Challenges
A. According to the text on aluminum in seawater, why is seawater highly corrosive to metals? Answer in one to three sentences.
B. Continue the text on aluminum in seawater from its last sentence.

Text

◆ ◆ ◆

Despite regional variations, the world’s major oceans, including the Atlantic and Pacific, maintain a relatively stable salinity range of 32-37 g/L of sodium chloride, particularly in the Southern Hemisphere where they converge.

Understanding these characteristics is crucial for industries involved in marine structures and coastal infrastructure, such as aluminum floating docks and bridges, as well as for materials engineering in general, where exposure to seawater or the marine atmosphere plays a significant role in material durability and performance.

However, it is always essential to consider the specific environment in which an aluminum structure will be used, whether for typical marine or inland applications. Salinity exposure is not limited to coastal areas; even industries like transportation must account for it. For example, road de-icing salts in colder regions create aggressive conditions that can impact corrosion, despite not being a marine environment. Countries like Canada and northern U.S. states such as New York, Pennsylvania, Maine, and Vermont present unique environmental factors that influence corrosion behavior.

Aluminum Floating Docks and Aluminum Bridges: Durability in Seawater, Marine And Urban Environments

The primary reason seawater is highly corrosive to metals and other materials is its high concentration of chloride ions (Cl⁻), which aggressively accelerate degradation processes.

Empirical observations and corrosion studies have consistently shown that aluminum maintains the same level of corrosion resistance across all seas and oceans. Comparative tests on identical aluminum alloys submerged in various northern oceans—where chloride concentrations range from 16 to 17 g/L and temperatures fluctuate between 0 and 18°C throughout the year—confirm this stability. However, aluminum’s corrosion behavior can be affected in port waters contaminated by industrial or urban waste, especially when pollutants increase the seawater’s corrosivity toward the metal.

In coastal environments for aluminum bridges for example, the corrosive impact of marine air is intensified by humidity or airborne sea spray for floating docks or other marine structures—tiny droplets of seawater in the splash zone or carried by the wind. The extent of this effect depends on wind patterns and strength but tends to diminish significantly just a few kilometers inland.

◆ ◆ ◆

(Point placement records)
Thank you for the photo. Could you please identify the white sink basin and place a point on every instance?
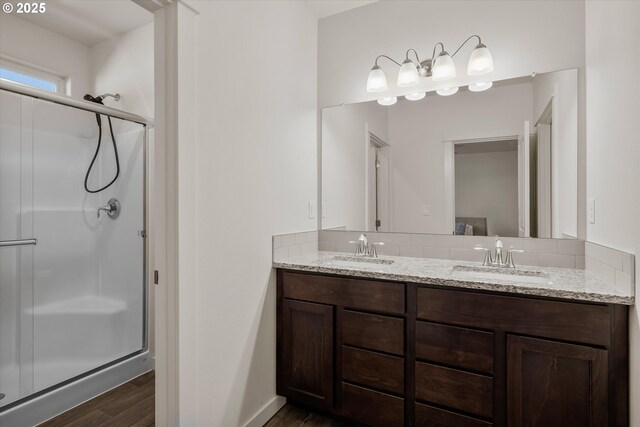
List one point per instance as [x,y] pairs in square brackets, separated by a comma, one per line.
[496,273]
[366,260]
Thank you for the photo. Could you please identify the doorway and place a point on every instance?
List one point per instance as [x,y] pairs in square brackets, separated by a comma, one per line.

◆ ◆ ◆

Results of the exercise
A. Seawater is highly corrosive to metals because it has a high concentration of chloride ions (Cl⁻). These ions aggressively accelerate degradation processes.

B.
Aluminum’s outstanding resistance to corrosion is attributed to its ability to form a continuous, self-repairing oxide layer composed of alumina (Al₂O₃), which passivates the metal and protects it from environmental degradation. Despite being extremely thin—typically between 5 and 10 nanometers (0.0000002 to 0.0000004 inches )—this oxide film serves as an effective barrier against oxidation and forms instantly upon exposure to oxygen or water, even at oxygen pressures as low as 1 millibar (0.0145 psi).

The durability of this oxide layer is crucial to aluminum’s corrosion resistance and depends on both environmental conditions, such as pH levels, and the specific composition of the alloy. The rate at which the oxide layer dissolves is dictated by pH: it degrades rapidly in highly acidic or strongly alkaline environments but remains stable in near-neutral conditions (pH 5 to 9). Since seawater typically has a pH of 8 to 8.2, aluminum retains its protective film effectively in marine settings.

However, pH alone is not the sole factor influencing aluminum’s corrosion resistance in aqueous environments—the type of acids or bases present is also critical. This consideration is particularly important when selecting cleaning or pickling agents for aluminum. For example, hydrogen-based acids like hydrochloric and sulfuric acids are highly aggressive toward aluminum, especially in concentrated forms. In contrast, nitric acid, even in concentrations exceeding 50%, has no detrimental effect and is commonly used for pickling aluminum and its alloys. Organic acids, on the other hand, generally have a much milder impact on aluminum surfaces.

This also applies to alkaline environments—caustic soda and potassium hydroxide are particularly aggressive toward aluminum, while concentrated ammonia has a much milder effect. The same principle holds for organic bases.

Some alloying elements enhance the protective nature of aluminum’s natural oxide layer, whereas others compromise it. Magnesium is one such beneficial element, as its oxide (magnesia) integrates with alumina, reinforcing the protective barrier. This explains why 5000-series aluminum alloys (e.g., 5754, 5083, 5383, and 5086) exhibit excellent corrosion resistance in marine environments.

On the other hand, copper tends to weaken this natural protection. For this reason, 2000-series and copper-containing 7000-series aluminum alloys are generally not recommended for marine applications, unless additional protective measures are taken.

This discussion focuses on the corrosion behavior of wrought aluminum alloys used in aluminum floating docks and aluminum bridges and military and non military aluminum bridges specifically built from the 5000 and 6000 series, as well as silicon-based casting alloys (356 & 357) used in aluminum aluminum bridge kits and magnesium-based casting alloys in marine environments

Understanding these factors is essential for designing and maintaining aluminum structures in marine environments, ensuring long-term durability and resistance to corrosion.

Types of Corrosion Affecting Aluminum

Aluminum can experience several forms of corrosion in harsh environments, including:

• Uniform corrosion – Even surface degradation over time.
• Pitting corrosion – Localized holes, often caused by chloride exposure.
• Transcrystalline corrosion – Cracking along the internal grain structure.
• Intercrystalline corrosion – Corrosion along grain boundaries.
• Exfoliation corrosion – Layered material separation due to internal grain expansion.
• Waterline corrosion – Occurring at the air-water interface, often in marine settings.
• Crevice corrosion – Corrosion in tight spaces where stagnant moisture accelerates degradation.
• Galvanic corrosion – Electrochemical reaction when aluminum is in direct contact with a dissimilar metal in a conductive environment.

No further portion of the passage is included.